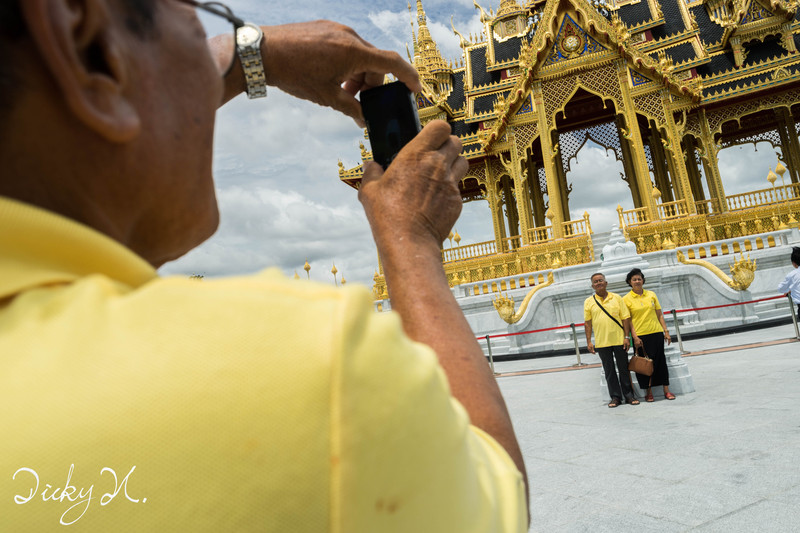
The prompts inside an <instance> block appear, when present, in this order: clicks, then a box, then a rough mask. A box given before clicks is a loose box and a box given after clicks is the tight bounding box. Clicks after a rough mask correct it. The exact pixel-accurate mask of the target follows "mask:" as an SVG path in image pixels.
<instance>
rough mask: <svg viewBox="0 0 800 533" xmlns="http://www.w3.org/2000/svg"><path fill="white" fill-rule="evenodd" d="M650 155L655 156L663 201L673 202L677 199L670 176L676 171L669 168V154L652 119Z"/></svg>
mask: <svg viewBox="0 0 800 533" xmlns="http://www.w3.org/2000/svg"><path fill="white" fill-rule="evenodd" d="M650 156H651V157H652V158H653V174H654V175H655V179H656V187H658V190H659V191H661V201H662V202H671V201H673V200H674V199H675V195H674V193H673V190H672V186H671V184H670V180H669V177H670V176H674V175H675V171H674V170H673V169H671V168H668V164H667V155H666V154H665V153H664V145H663V144H662V142H661V132H660V131H659V130H658V127H657V126H656V124H655V122H653V121H652V120H651V121H650Z"/></svg>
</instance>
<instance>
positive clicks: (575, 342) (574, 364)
mask: <svg viewBox="0 0 800 533" xmlns="http://www.w3.org/2000/svg"><path fill="white" fill-rule="evenodd" d="M570 327H571V328H572V340H574V341H575V357H577V358H578V362H577V363H576V364H574V365H572V366H585V365H586V363H581V351H580V349H579V348H578V334H577V332H576V330H575V323H574V322H573V323H572V324H570Z"/></svg>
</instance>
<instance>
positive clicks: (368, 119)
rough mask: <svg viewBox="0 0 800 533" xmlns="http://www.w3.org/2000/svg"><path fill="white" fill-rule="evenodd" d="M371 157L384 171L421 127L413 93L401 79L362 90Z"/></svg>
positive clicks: (412, 138) (416, 104)
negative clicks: (371, 148) (382, 167)
mask: <svg viewBox="0 0 800 533" xmlns="http://www.w3.org/2000/svg"><path fill="white" fill-rule="evenodd" d="M361 110H362V112H363V113H364V120H365V121H366V123H367V134H368V135H369V143H370V146H371V147H372V158H373V159H374V160H375V162H376V163H379V164H380V165H381V166H382V167H383V169H384V170H386V168H387V167H388V166H389V164H390V163H391V162H392V161H393V160H394V158H395V157H396V156H397V153H398V152H399V151H400V150H401V149H402V148H403V146H405V145H406V144H407V143H408V142H409V141H410V140H411V139H413V138H414V137H416V135H417V133H419V132H420V130H421V129H422V127H421V125H420V122H419V114H418V113H417V104H416V102H415V101H414V94H413V93H412V92H411V91H409V90H408V87H406V86H405V84H404V83H403V82H401V81H396V82H393V83H387V84H386V85H381V86H378V87H374V88H372V89H368V90H366V91H362V92H361Z"/></svg>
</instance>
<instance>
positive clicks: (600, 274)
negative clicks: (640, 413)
mask: <svg viewBox="0 0 800 533" xmlns="http://www.w3.org/2000/svg"><path fill="white" fill-rule="evenodd" d="M591 279H592V289H594V292H595V293H594V294H593V295H592V296H590V297H589V298H587V299H586V301H585V302H584V303H583V319H584V329H585V331H586V345H587V346H588V348H589V351H590V352H592V353H597V354H598V355H599V356H600V361H601V362H602V363H603V372H604V373H605V376H606V384H607V385H608V394H609V396H611V401H610V402H609V404H608V406H609V407H618V406H619V404H620V403H622V398H623V396H624V397H625V403H629V404H631V405H639V400H637V399H636V397H635V396H634V394H633V387H632V386H631V374H630V372H629V371H628V347H629V341H628V334H629V333H630V331H631V314H630V312H629V311H628V308H627V306H626V305H625V303H624V302H623V301H622V297H621V296H619V295H617V294H614V293H613V292H608V290H607V287H608V282H607V281H606V277H605V275H603V274H601V273H597V274H594V275H592V278H591ZM593 332H594V339H595V342H594V343H592V333H593ZM614 361H616V363H617V369H616V370H615V369H614ZM617 370H618V371H619V378H617Z"/></svg>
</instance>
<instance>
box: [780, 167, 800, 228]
mask: <svg viewBox="0 0 800 533" xmlns="http://www.w3.org/2000/svg"><path fill="white" fill-rule="evenodd" d="M775 172H777V173H778V175H779V176H780V177H781V184H782V185H783V202H784V203H785V204H786V211H787V212H788V214H789V220H788V223H789V224H788V227H790V228H794V227H797V225H798V224H797V220H796V219H795V218H794V214H793V213H792V210H791V208H790V207H789V195H788V193H787V191H786V181H784V179H783V175H784V174H785V173H786V167H785V166H783V164H782V163H781V162H780V161H778V166H777V167H775Z"/></svg>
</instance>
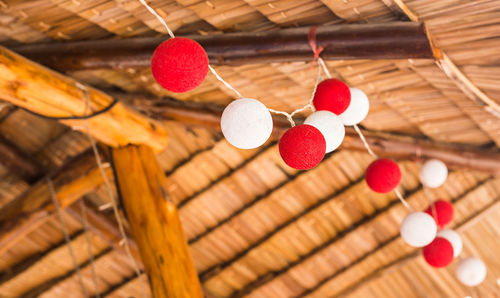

Exercise aim:
Give every entry above again, exactly, and keep all pictures out of it.

Expected output:
The prompts inside an <instance> block appear, when present, in this order: clicks, then a box, then a rough mask. A box given before clicks is a loose box and a box given after clicks is the tight bounding box. Clicks after a rough mask correct it. The exact pixel-accurate mask of the target follows "mask:" as an SVG path in image pixels.
<instance>
rough mask: <svg viewBox="0 0 800 533" xmlns="http://www.w3.org/2000/svg"><path fill="white" fill-rule="evenodd" d="M650 155L655 156L663 201L673 202L677 199L670 176L676 171L669 168V154L652 119Z"/></svg>
mask: <svg viewBox="0 0 800 533" xmlns="http://www.w3.org/2000/svg"><path fill="white" fill-rule="evenodd" d="M650 156H651V157H652V158H653V174H654V175H655V179H656V187H658V190H659V191H661V201H662V202H671V201H673V200H674V199H675V195H674V193H673V190H672V186H671V184H670V180H669V177H670V176H674V175H675V171H674V170H673V169H671V168H668V164H667V155H666V154H665V153H664V145H663V144H662V142H661V132H660V131H659V130H658V127H657V126H656V124H655V122H653V121H652V120H651V121H650Z"/></svg>
</instance>
<instance>
positive clicks: (575, 342) (574, 364)
mask: <svg viewBox="0 0 800 533" xmlns="http://www.w3.org/2000/svg"><path fill="white" fill-rule="evenodd" d="M570 327H571V328H572V340H574V341H575V357H577V358H578V362H577V363H576V364H574V365H572V366H585V365H586V363H581V351H580V349H579V348H578V334H577V332H576V330H575V323H574V322H573V323H572V324H570Z"/></svg>
</instance>
<instance>
positive clicks: (368, 119)
rough mask: <svg viewBox="0 0 800 533" xmlns="http://www.w3.org/2000/svg"><path fill="white" fill-rule="evenodd" d="M371 157L384 171L421 127L413 93L401 79L362 90Z"/></svg>
positive clicks: (412, 138) (416, 104)
negative clicks: (371, 148) (382, 167)
mask: <svg viewBox="0 0 800 533" xmlns="http://www.w3.org/2000/svg"><path fill="white" fill-rule="evenodd" d="M361 110H362V112H363V113H364V120H365V121H366V123H367V134H368V135H369V143H370V146H371V147H372V158H373V159H374V160H375V162H376V163H379V164H380V165H381V166H382V167H383V169H384V170H386V168H387V167H388V166H389V164H390V163H391V162H392V161H393V160H394V158H395V157H396V156H397V153H398V152H399V151H400V150H401V149H402V148H403V146H405V145H406V144H407V143H408V142H409V141H410V140H411V139H413V138H414V137H416V135H417V133H419V132H420V130H421V129H422V127H421V125H420V122H419V114H418V113H417V104H416V102H415V101H414V94H413V93H412V92H411V91H409V90H408V87H406V86H405V84H404V83H403V82H401V81H396V82H393V83H387V84H386V85H381V86H378V87H374V88H372V89H368V90H366V91H362V92H361Z"/></svg>
</instance>
<instance>
positive clicks: (600, 274)
negative clicks: (640, 413)
mask: <svg viewBox="0 0 800 533" xmlns="http://www.w3.org/2000/svg"><path fill="white" fill-rule="evenodd" d="M591 279H592V289H594V292H595V293H594V294H593V295H592V296H590V297H589V298H587V299H586V301H585V302H584V303H583V319H584V329H585V331H586V345H587V346H588V348H589V351H590V352H592V353H597V354H598V355H599V356H600V361H601V362H602V363H603V372H604V373H605V376H606V384H607V385H608V394H609V396H611V401H610V402H609V404H608V406H609V407H618V406H619V404H620V403H622V398H623V396H624V397H625V403H629V404H631V405H639V400H637V399H636V397H635V396H634V394H633V387H632V386H631V374H630V372H629V371H628V347H629V341H628V334H629V333H630V331H631V314H630V312H629V311H628V308H627V306H626V305H625V303H624V302H623V301H622V297H621V296H619V295H617V294H614V293H613V292H608V290H607V287H608V282H607V281H606V277H605V275H603V274H601V273H597V274H594V275H592V278H591ZM593 332H594V339H595V342H594V343H592V333H593ZM614 361H616V363H617V369H616V370H615V369H614ZM617 370H618V371H619V378H617Z"/></svg>
</instance>
<instance>
box: [780, 167, 800, 228]
mask: <svg viewBox="0 0 800 533" xmlns="http://www.w3.org/2000/svg"><path fill="white" fill-rule="evenodd" d="M775 172H777V173H778V175H779V176H780V177H781V184H782V185H783V202H784V203H785V204H786V211H787V212H788V214H789V220H788V223H789V224H788V227H790V228H794V227H797V225H798V224H797V220H796V219H795V218H794V214H793V213H792V210H791V208H790V207H789V195H788V193H787V191H786V181H784V179H783V175H784V174H785V173H786V167H785V166H783V164H782V163H781V162H780V161H778V166H777V167H775Z"/></svg>
</instance>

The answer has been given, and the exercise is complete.